(Stored items from a collection)
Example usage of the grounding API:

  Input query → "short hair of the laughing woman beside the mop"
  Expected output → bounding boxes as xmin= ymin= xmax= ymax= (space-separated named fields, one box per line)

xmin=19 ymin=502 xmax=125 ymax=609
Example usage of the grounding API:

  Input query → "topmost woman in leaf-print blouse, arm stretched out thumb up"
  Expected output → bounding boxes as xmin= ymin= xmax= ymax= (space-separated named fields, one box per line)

==

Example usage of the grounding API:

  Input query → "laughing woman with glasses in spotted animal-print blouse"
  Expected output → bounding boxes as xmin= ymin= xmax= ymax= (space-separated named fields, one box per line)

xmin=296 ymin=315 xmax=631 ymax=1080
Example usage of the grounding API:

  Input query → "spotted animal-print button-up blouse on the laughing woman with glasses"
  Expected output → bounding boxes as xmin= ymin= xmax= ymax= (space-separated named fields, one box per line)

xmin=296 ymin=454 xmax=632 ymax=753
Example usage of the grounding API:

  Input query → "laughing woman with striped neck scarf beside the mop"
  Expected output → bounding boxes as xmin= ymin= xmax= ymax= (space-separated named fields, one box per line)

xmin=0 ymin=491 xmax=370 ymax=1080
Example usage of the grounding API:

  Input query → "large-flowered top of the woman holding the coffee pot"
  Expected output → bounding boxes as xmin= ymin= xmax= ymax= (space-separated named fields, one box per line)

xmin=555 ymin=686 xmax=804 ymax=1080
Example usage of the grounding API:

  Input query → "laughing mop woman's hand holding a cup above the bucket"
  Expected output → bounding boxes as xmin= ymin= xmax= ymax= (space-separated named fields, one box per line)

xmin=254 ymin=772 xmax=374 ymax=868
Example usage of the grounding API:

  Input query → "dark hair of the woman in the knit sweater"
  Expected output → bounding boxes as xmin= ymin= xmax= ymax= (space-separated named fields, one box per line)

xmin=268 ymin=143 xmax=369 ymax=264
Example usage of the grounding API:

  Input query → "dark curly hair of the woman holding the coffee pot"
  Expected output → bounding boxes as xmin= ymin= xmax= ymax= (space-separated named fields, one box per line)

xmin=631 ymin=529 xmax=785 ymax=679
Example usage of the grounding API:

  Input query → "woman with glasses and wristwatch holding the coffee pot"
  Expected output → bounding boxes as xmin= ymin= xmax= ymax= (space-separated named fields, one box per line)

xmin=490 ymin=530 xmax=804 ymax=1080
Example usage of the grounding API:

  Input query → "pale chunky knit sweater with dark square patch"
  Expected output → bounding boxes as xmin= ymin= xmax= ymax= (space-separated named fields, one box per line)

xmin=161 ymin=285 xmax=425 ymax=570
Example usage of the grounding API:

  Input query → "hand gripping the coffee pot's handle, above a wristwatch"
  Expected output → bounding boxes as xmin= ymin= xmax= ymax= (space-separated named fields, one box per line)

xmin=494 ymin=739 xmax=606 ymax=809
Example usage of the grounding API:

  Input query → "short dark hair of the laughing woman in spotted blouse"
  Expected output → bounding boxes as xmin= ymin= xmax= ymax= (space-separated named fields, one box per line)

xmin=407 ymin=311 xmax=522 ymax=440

**Aim of the task**. Identify each line in the entries with the word "holding" and copy it.

**Completed task**.
  Input query → "large-flowered top of the woman holding the coffee pot"
  Input query → "laughing mop woman's hand holding a cup above the bucket"
  Input query → "dark curly hair of the woman holding the coffee pot"
  Input query → "woman with glasses and wristwatch holding the coffee pot"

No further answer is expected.